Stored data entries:
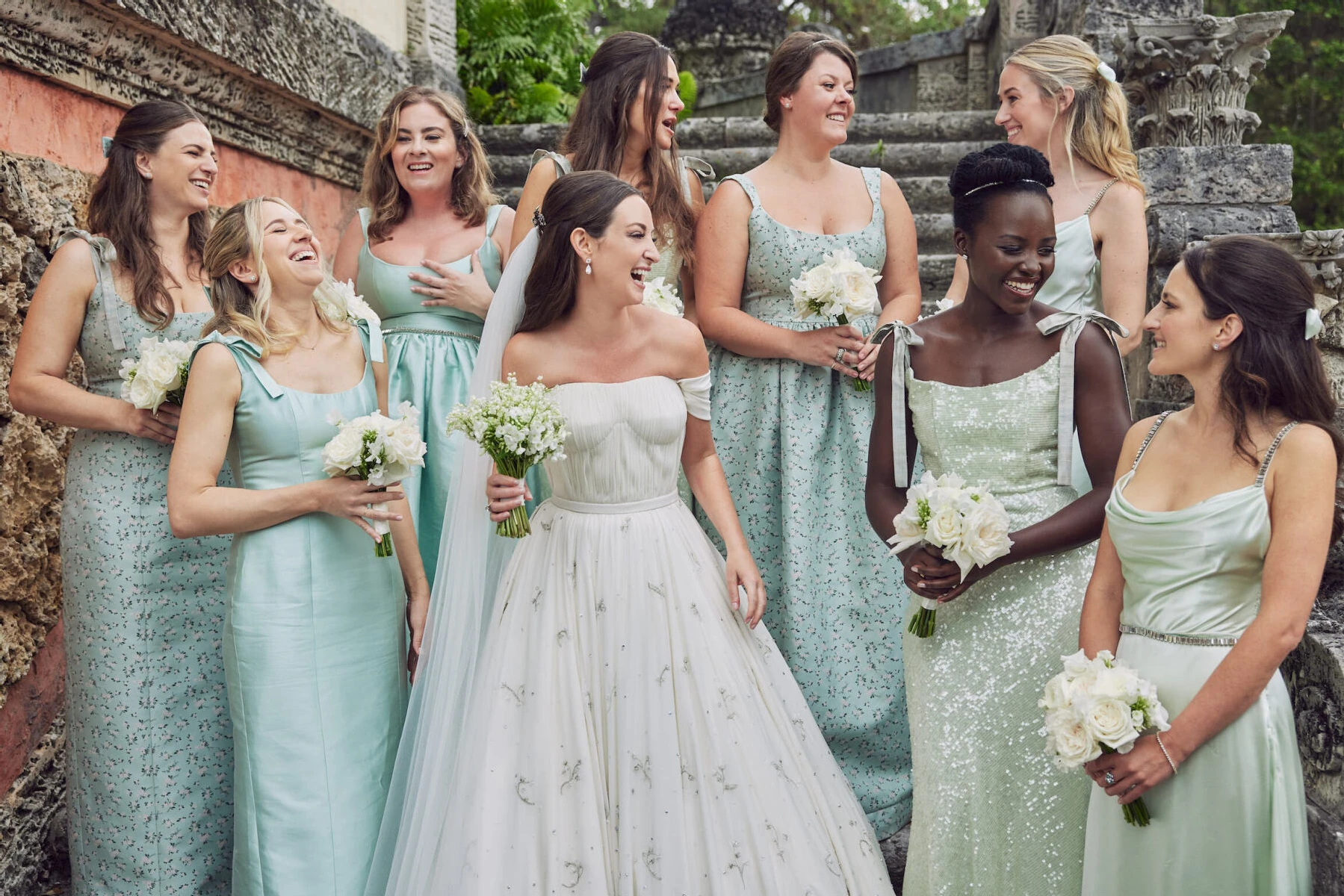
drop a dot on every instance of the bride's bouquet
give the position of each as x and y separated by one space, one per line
965 523
663 297
1100 706
842 287
518 426
158 375
378 449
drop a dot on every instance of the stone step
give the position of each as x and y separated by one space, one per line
696 134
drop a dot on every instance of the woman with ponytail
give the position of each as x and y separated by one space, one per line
1214 547
149 759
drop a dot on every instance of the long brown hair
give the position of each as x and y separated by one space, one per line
119 207
585 199
1270 366
625 65
247 312
383 193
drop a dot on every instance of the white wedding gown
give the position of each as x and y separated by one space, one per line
628 732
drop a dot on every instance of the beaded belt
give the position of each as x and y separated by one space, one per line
429 332
1177 638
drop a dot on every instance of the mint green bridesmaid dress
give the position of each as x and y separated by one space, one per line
1233 820
430 358
314 655
793 440
149 758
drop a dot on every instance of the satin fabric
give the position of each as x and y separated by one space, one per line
1233 820
314 656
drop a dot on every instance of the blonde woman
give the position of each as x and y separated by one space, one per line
427 253
315 635
1059 99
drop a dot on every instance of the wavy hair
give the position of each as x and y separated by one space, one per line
119 207
244 309
1097 122
627 66
585 199
385 195
1270 366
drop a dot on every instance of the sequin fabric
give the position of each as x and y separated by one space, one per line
991 813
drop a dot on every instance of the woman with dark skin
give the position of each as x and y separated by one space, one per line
987 386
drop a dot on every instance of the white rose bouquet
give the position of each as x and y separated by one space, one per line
663 297
378 449
341 302
1100 706
518 426
965 521
842 287
158 375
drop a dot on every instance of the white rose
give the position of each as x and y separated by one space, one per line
985 534
1108 721
343 453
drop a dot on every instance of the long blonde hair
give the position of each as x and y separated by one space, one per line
383 193
245 311
1097 124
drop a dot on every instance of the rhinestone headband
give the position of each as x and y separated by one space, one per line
1000 183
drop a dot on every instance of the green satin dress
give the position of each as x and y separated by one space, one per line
1233 821
315 655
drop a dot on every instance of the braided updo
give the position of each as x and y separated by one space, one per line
982 175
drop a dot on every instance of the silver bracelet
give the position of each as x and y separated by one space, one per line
1159 739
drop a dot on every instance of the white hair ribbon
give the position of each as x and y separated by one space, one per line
1313 323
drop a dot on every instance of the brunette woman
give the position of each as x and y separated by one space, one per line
788 421
1216 541
149 755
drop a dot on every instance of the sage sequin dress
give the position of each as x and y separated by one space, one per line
793 440
992 815
149 758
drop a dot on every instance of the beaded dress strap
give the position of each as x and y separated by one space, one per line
104 253
902 339
1139 455
1097 198
1073 324
1269 454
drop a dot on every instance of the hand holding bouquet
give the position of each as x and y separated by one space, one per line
842 287
1100 706
967 523
663 297
158 375
378 449
518 426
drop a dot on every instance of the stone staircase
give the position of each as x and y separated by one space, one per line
917 148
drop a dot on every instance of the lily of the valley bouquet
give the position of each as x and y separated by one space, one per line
1100 706
158 375
965 523
518 426
378 449
663 297
842 287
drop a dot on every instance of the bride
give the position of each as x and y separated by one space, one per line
625 727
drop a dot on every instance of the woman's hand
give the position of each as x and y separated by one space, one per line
417 612
1133 773
469 292
160 426
835 347
351 499
503 494
743 574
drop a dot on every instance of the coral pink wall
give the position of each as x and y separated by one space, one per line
42 119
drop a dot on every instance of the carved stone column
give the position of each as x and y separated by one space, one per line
1190 77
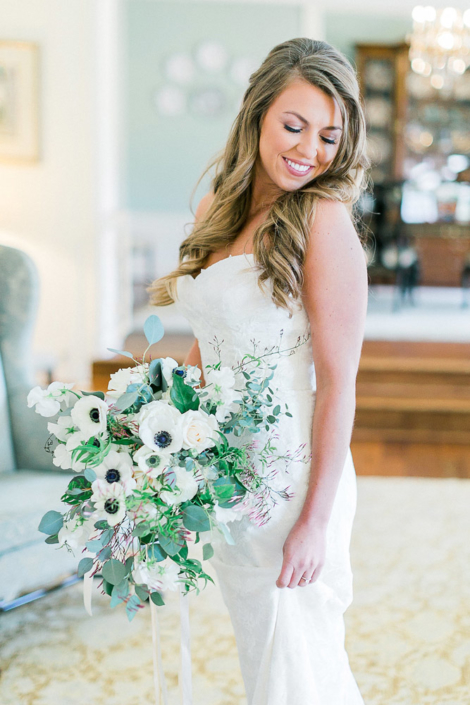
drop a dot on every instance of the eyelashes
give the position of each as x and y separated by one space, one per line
325 139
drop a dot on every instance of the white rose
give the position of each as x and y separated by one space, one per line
159 576
199 430
161 428
50 401
186 487
168 365
120 380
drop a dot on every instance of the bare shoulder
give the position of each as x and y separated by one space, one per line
333 240
204 205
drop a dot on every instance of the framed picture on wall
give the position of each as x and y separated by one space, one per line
19 101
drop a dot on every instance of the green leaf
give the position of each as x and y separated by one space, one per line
157 599
141 529
182 394
90 474
142 593
125 401
114 571
84 566
52 539
93 394
107 587
169 545
195 518
153 329
156 552
51 523
121 352
119 593
207 551
132 607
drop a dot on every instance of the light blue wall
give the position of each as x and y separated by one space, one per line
346 29
166 155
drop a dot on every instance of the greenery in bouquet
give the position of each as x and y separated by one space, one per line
161 462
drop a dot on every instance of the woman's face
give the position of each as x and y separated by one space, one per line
303 126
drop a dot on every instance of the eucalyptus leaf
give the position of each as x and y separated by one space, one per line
153 329
90 474
157 599
195 518
171 547
207 551
114 571
132 607
51 523
85 565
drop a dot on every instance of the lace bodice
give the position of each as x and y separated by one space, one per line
226 307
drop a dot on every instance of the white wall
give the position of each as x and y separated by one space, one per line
49 208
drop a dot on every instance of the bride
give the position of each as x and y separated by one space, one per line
274 253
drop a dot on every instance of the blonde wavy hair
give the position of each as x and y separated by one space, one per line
280 242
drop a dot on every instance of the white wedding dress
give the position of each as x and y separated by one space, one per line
290 641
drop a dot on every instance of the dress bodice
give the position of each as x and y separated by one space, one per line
226 307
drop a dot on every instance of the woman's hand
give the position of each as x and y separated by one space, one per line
304 553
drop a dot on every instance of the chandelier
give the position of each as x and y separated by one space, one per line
440 44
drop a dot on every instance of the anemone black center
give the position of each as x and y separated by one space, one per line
95 415
162 439
111 506
113 475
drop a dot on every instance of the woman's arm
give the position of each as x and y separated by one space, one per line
335 298
194 358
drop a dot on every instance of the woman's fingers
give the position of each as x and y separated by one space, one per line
285 574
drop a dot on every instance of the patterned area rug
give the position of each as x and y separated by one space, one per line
407 631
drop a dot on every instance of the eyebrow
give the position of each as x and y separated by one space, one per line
330 127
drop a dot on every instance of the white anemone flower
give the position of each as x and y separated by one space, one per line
110 501
186 487
168 365
150 462
199 430
90 415
116 467
193 374
120 380
74 534
222 392
50 401
160 576
160 427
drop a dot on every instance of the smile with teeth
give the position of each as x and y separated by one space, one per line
300 168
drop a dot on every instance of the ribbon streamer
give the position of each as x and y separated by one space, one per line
158 672
185 680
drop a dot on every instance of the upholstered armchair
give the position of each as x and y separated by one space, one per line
30 484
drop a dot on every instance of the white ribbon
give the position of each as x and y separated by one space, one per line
158 672
185 679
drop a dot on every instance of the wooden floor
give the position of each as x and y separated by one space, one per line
412 411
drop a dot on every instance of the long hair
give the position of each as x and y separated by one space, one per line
280 242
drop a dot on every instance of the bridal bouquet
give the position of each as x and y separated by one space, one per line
160 461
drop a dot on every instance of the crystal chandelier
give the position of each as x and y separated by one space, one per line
440 44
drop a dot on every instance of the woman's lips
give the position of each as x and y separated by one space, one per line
294 172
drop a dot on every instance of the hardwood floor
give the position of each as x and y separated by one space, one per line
413 404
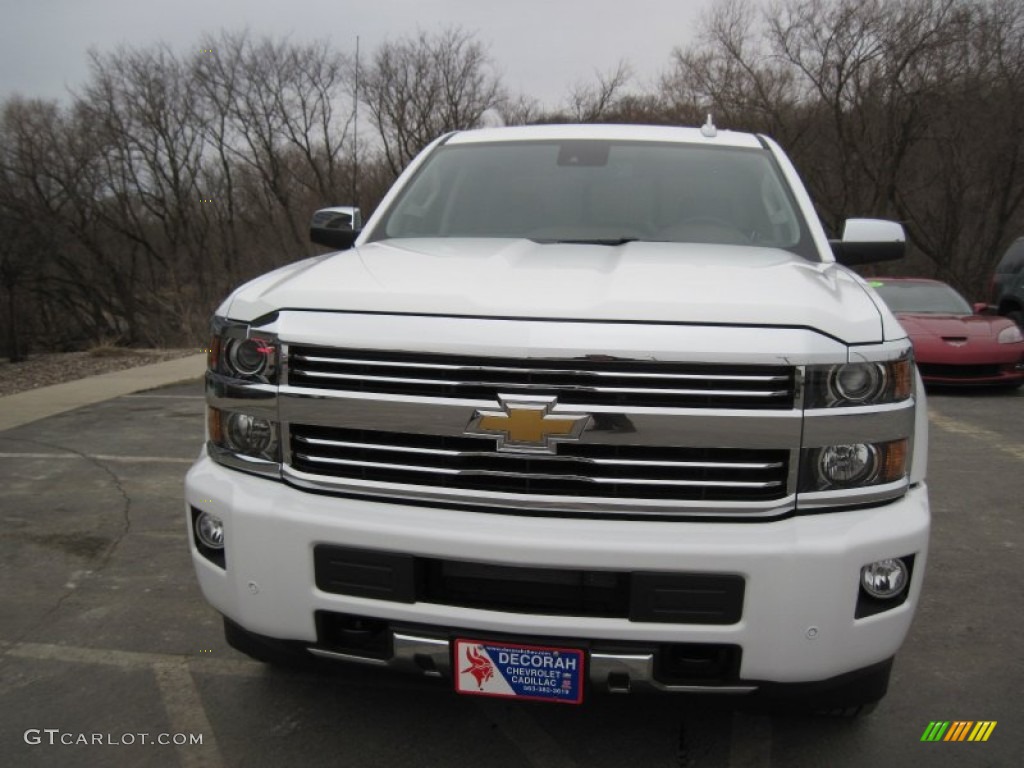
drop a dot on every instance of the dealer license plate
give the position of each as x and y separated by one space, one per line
532 672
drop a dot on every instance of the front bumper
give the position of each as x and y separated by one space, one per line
802 573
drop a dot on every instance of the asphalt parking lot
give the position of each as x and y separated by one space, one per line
108 644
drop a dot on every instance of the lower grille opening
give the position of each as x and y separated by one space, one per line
637 596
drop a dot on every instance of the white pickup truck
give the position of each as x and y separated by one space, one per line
581 409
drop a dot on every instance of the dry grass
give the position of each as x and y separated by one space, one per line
48 369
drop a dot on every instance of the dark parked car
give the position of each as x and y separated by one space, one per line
951 343
1008 283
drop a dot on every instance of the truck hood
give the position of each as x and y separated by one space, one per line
635 282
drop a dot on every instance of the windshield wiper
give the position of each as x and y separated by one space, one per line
588 241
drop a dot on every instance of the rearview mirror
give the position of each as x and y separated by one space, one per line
336 227
869 241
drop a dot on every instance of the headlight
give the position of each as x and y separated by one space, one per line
859 383
1010 335
242 352
853 465
253 440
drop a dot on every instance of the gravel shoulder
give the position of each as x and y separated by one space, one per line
47 369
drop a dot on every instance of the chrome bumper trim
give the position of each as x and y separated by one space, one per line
613 673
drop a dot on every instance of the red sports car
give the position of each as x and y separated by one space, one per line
952 344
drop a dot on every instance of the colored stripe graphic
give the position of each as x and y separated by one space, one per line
982 731
935 730
958 730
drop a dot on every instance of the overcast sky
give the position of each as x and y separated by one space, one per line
540 47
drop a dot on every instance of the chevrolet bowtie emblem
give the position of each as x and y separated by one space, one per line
526 425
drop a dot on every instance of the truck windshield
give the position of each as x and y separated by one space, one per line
599 192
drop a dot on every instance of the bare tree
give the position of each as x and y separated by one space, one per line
594 102
419 88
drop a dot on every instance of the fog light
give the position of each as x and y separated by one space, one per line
885 579
210 530
848 465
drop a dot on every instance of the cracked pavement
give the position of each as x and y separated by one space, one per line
102 630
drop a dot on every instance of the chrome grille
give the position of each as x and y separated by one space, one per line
579 469
588 381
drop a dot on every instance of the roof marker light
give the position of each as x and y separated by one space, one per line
708 129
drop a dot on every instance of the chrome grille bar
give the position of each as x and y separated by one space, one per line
578 470
585 381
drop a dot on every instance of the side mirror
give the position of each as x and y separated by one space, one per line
869 241
336 227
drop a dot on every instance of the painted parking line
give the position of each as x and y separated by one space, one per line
186 715
750 744
165 396
994 439
534 742
103 458
177 688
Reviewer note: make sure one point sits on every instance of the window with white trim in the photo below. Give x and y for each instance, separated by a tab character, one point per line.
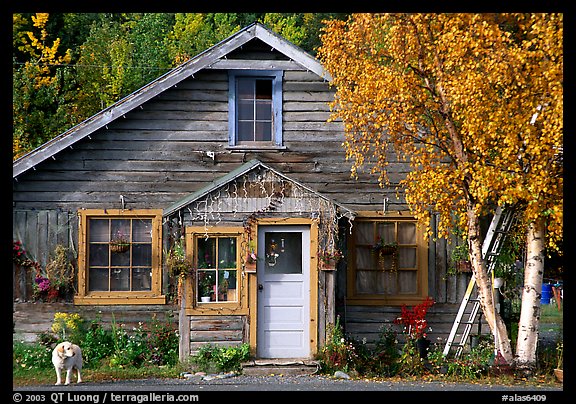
255	109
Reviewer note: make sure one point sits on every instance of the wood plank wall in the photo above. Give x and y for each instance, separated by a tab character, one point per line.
157	154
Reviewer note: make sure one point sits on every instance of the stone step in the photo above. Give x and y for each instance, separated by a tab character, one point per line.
288	367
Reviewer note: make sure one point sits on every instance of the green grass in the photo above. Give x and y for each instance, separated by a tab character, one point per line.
36	377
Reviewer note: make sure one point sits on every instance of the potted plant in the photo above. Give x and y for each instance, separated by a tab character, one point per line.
559	371
177	263
119	242
205	286
415	325
329	258
251	257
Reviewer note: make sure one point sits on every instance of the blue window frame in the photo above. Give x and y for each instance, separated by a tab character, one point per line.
255	109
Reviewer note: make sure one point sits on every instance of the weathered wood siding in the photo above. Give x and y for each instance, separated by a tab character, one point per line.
33	318
162	151
365	323
157	153
217	330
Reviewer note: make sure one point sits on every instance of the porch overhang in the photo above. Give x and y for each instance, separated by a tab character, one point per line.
245	169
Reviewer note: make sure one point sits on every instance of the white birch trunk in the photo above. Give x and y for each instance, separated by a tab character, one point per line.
528	326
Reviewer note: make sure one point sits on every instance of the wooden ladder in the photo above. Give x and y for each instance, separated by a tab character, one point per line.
470	305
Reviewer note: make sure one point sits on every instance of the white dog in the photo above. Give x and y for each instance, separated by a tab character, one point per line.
67	356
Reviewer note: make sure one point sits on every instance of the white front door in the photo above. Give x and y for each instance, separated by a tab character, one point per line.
283	329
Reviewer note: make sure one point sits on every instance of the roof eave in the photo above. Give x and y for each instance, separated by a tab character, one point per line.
169	79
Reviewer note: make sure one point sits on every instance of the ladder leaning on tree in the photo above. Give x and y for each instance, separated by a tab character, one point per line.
470	306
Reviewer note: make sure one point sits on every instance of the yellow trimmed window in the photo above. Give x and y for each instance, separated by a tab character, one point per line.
388	261
218	281
120	257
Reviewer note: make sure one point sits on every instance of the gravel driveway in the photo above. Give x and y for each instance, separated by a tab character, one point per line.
278	383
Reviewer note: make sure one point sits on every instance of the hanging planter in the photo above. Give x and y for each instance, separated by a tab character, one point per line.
119	246
250	264
463	266
329	259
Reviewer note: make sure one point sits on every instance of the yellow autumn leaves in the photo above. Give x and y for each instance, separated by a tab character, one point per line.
456	96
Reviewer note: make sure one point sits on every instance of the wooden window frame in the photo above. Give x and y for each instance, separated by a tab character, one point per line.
240	305
277	142
421	265
152	296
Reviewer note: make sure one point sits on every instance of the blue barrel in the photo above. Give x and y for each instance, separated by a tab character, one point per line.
546	293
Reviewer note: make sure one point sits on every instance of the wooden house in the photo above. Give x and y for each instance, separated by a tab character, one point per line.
232	155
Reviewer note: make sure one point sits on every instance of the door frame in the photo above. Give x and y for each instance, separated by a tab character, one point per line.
313	304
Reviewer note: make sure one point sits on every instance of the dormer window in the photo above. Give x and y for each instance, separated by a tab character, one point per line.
255	109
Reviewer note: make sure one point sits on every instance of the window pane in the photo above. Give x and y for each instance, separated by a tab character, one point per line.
407	257
98	279
406	233
263	131
98	255
206	284
245	89
264	89
206	253
120	259
142	231
407	281
141	278
246	131
264	110
227	286
98	230
364	233
226	252
245	110
120	229
385	231
283	252
364	258
141	255
120	279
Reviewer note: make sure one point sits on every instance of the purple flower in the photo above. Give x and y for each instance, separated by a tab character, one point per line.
43	283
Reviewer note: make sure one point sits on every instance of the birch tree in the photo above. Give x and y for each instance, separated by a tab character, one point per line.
455	95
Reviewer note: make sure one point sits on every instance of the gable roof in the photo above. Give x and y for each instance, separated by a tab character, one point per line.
236	174
211	57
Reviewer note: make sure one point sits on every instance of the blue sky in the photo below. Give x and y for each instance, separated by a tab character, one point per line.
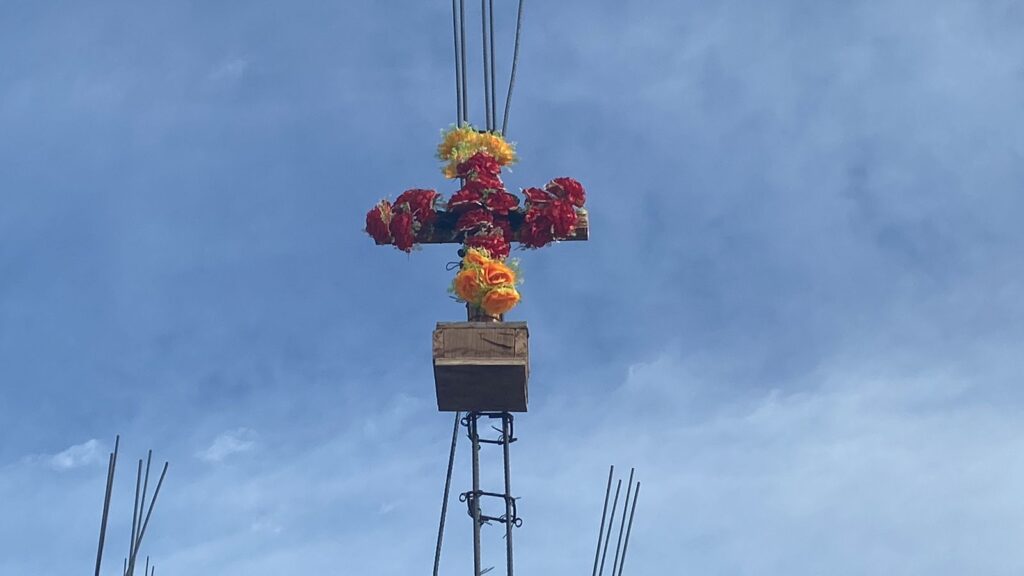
796	316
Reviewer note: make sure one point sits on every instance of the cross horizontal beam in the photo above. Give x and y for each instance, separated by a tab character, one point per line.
443	230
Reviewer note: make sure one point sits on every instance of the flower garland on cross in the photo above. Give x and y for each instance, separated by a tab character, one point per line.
482	216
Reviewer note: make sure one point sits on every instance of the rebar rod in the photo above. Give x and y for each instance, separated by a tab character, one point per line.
145	484
629	528
611	522
141	532
448	488
134	513
604	513
622	526
507	437
111	467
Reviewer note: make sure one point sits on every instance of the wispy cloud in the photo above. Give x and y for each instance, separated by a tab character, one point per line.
228	443
77	456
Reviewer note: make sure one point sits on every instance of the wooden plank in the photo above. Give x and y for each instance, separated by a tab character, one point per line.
481	366
443	230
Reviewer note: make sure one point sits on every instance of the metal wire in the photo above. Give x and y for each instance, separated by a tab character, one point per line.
486	65
458	64
448	488
494	84
462	48
515	60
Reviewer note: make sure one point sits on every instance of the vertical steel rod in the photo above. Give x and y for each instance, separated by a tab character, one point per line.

## Objective
Begin with the line that contains "of the wispy" and end with the last line of the records; set down every line in that span exactly, and nothing else.

## Correct answer
Reviewer note: make sure one point sits on every instance of the wispy cloud in the photo above. Give x and y for each instance, separated by a tab character, one point per line.
228	443
77	456
Reviewer note: make sure one point sits on every instance of the wooden plank in the photo above. Give x and y for each instance, separated by a tab character, one point per line.
481	366
443	230
Reviewer note: make sure one point sits on every instance of the metal wire in the photo above. Give x and y for each instance, separated by a tab character, one point per line.
486	65
458	64
448	488
494	84
462	48
515	60
Reviewer note: make sure one point sits on every instance of the vertical steel rod in the photo above. Give x and y for each instance, separated by a tab character, one point per line.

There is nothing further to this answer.